Work item >> Excluding images, repeat the data exactly as given.

Data in this exercise >>

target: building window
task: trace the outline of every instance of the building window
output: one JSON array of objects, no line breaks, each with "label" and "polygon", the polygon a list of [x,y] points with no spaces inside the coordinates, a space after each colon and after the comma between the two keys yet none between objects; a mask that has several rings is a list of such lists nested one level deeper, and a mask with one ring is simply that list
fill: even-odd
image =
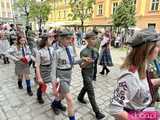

Answer below >>
target: building window
task: trace the outline of every instance of the building window
output: one JSON array of objects, no line breaks, each with "label" and "polygon", the polygon a list of [x,y] points with no spaces inside the coordinates, a space after each colon and after the comma between the two keys yet none between objects; a mask that has several rings is a list of such lists nested one level deeper, and a mask with one ring is simply that list
fill: even-odd
image =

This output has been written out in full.